Tugas:
Temukan lalu salin setiap baris dalam catatan di bawah yang memuat kata "blue", dengan memperhatikan huruf besar dan kecil.
>>>
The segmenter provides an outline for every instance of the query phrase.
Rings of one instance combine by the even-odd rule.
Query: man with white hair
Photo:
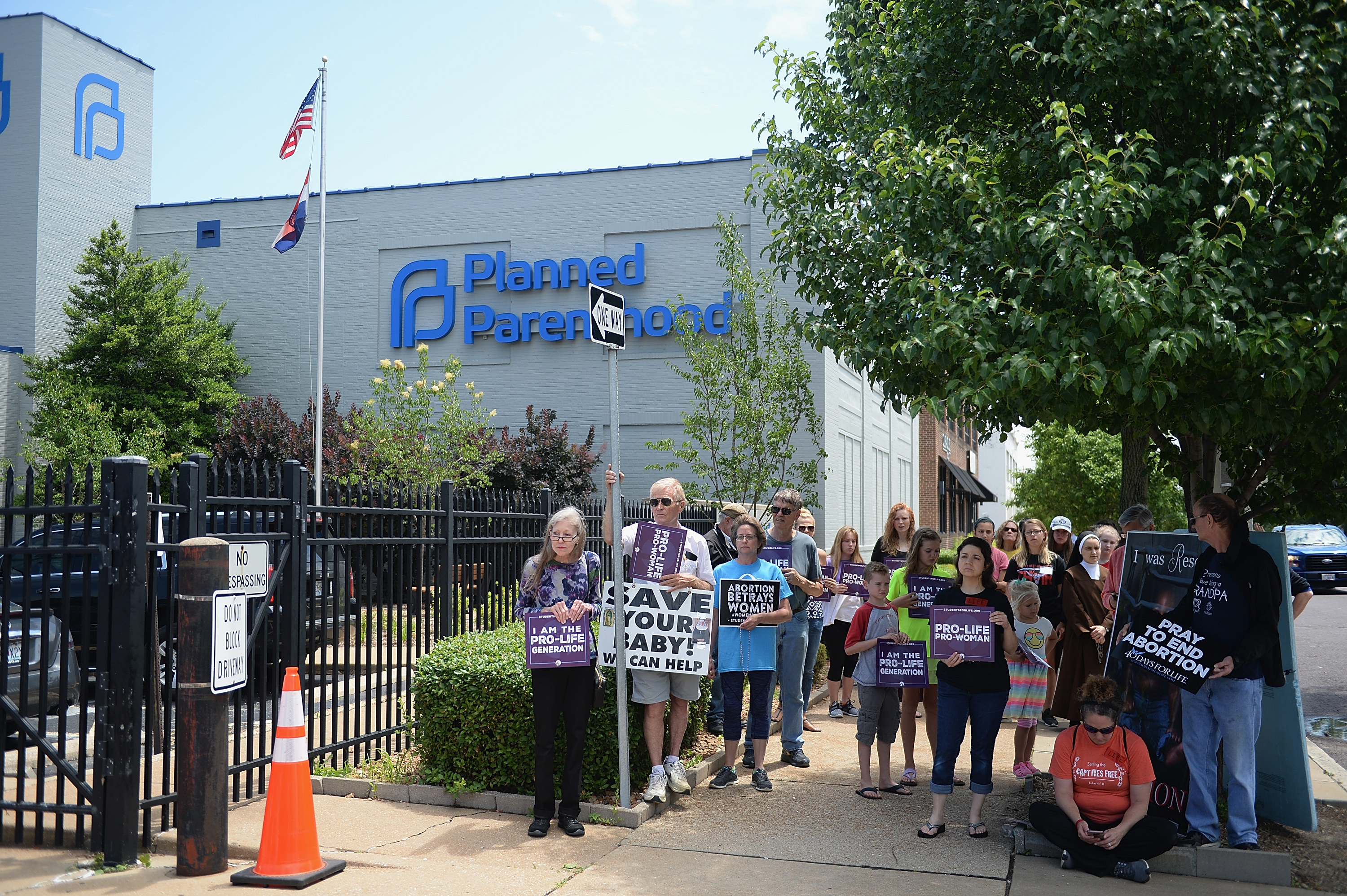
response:
[[[624,476],[625,479],[625,476]],[[613,503],[613,486],[617,483],[617,474],[612,464],[605,476],[607,483],[607,503],[603,507],[603,541],[613,544],[613,517],[607,509]],[[687,495],[683,492],[683,483],[678,479],[660,479],[651,486],[651,517],[657,526],[669,529],[683,529],[687,541],[683,545],[683,557],[678,572],[669,573],[660,580],[665,588],[711,588],[711,556],[706,546],[706,538],[696,531],[679,523],[679,514],[687,506]],[[632,556],[636,545],[636,523],[622,527],[622,554]],[[715,662],[711,662],[714,674]],[[661,803],[667,796],[667,790],[676,794],[686,794],[692,790],[687,780],[687,770],[679,760],[679,751],[683,748],[683,736],[687,733],[688,704],[700,698],[700,678],[691,673],[669,673],[651,669],[632,670],[632,702],[645,706],[643,729],[645,732],[645,745],[651,752],[651,782],[645,788],[643,799],[648,803]],[[668,706],[668,752],[660,759],[664,747],[664,709]]]

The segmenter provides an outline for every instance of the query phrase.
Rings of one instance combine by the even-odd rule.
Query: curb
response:
[[[1061,858],[1061,850],[1032,827],[1005,825],[1001,833],[1014,838],[1016,856]],[[1290,887],[1290,853],[1263,853],[1243,849],[1175,846],[1148,860],[1150,870],[1208,880],[1237,880],[1246,884]]]
[[[828,689],[820,687],[819,690],[810,694],[810,702],[807,706],[812,706],[820,700],[826,698]],[[775,735],[781,731],[781,722],[772,722],[770,733]],[[719,768],[725,764],[725,748],[715,751],[704,760],[687,770],[687,783],[696,790],[703,782],[709,780]],[[366,780],[364,778],[330,778],[322,775],[310,775],[310,782],[313,783],[314,794],[323,796],[345,796],[349,799],[381,799],[391,803],[414,803],[419,806],[449,806],[458,809],[475,809],[478,811],[496,811],[506,813],[511,815],[532,815],[533,814],[533,798],[528,794],[505,794],[497,790],[482,790],[482,791],[461,791],[453,794],[443,787],[436,787],[434,784],[391,784]],[[637,829],[652,818],[659,818],[665,811],[678,806],[679,800],[691,796],[691,791],[687,794],[669,792],[667,803],[647,803],[638,796],[636,799],[636,806],[632,809],[622,809],[621,806],[607,806],[603,803],[581,803],[581,822],[583,823],[599,823],[612,825],[616,827]],[[256,799],[265,799],[265,796],[255,796],[253,800],[244,800],[234,803],[234,806],[242,806],[248,802],[255,802]],[[560,805],[560,800],[558,800]],[[593,821],[598,818],[599,821]],[[159,854],[175,853],[178,849],[178,829],[172,827],[166,831],[155,834],[151,844],[151,850]],[[230,842],[229,844],[229,858],[238,860],[256,860],[257,848]]]

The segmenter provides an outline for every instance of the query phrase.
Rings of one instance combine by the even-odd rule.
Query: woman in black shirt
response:
[[[968,837],[987,835],[982,821],[982,803],[991,792],[991,753],[1001,729],[1001,713],[1010,696],[1010,669],[1006,654],[1016,654],[1020,640],[1010,623],[1010,601],[997,589],[991,564],[991,545],[968,538],[959,545],[958,584],[935,596],[933,607],[985,607],[991,611],[991,662],[964,659],[951,654],[936,666],[938,728],[935,768],[931,772],[931,821],[917,830],[917,837],[931,839],[944,833],[944,805],[954,792],[954,763],[963,745],[963,731],[973,722],[968,757],[973,774],[968,790]],[[931,638],[935,644],[935,632]]]

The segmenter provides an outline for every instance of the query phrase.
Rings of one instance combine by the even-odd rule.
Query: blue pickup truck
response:
[[[1347,534],[1324,523],[1278,526],[1286,533],[1286,562],[1315,591],[1347,587]]]

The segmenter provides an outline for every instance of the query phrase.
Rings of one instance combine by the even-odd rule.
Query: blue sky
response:
[[[748,155],[758,114],[795,124],[754,47],[770,35],[822,50],[827,3],[40,9],[155,66],[152,200],[180,202],[299,190],[311,135],[291,159],[277,152],[322,55],[330,190]],[[317,167],[314,152],[315,188]]]

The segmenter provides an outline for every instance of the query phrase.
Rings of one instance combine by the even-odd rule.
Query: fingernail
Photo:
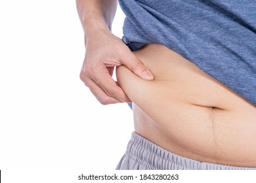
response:
[[[148,71],[144,71],[142,72],[142,76],[144,79],[147,79],[147,80],[152,80],[154,78],[153,75]]]

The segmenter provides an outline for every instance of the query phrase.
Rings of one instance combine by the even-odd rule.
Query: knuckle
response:
[[[106,88],[105,90],[105,92],[108,96],[111,97],[115,95],[116,93],[115,91],[112,88]]]
[[[85,64],[83,69],[85,73],[88,75],[92,75],[93,74],[93,67],[91,64]]]
[[[108,105],[110,103],[110,101],[108,97],[102,97],[100,99],[98,99],[98,101],[102,105]]]

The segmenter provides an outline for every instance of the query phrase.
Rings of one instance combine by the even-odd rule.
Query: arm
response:
[[[139,76],[154,76],[123,41],[111,33],[116,0],[77,0],[85,32],[85,57],[80,78],[102,104],[129,102],[113,80],[114,69],[125,65]]]

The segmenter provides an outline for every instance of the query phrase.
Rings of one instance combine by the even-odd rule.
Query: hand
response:
[[[90,35],[85,46],[80,78],[101,104],[131,102],[112,77],[116,66],[124,65],[144,79],[154,79],[144,63],[110,31],[99,30]]]

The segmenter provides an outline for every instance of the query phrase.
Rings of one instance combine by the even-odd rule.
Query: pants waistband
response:
[[[147,169],[245,170],[242,167],[201,162],[169,152],[133,132],[125,155]]]

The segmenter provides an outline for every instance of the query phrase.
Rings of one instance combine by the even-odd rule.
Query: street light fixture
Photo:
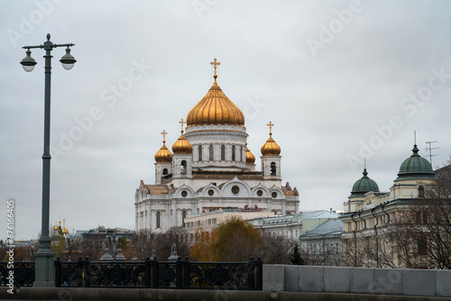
<<<
Hasil:
Query: blue pickup truck
Query: blue sky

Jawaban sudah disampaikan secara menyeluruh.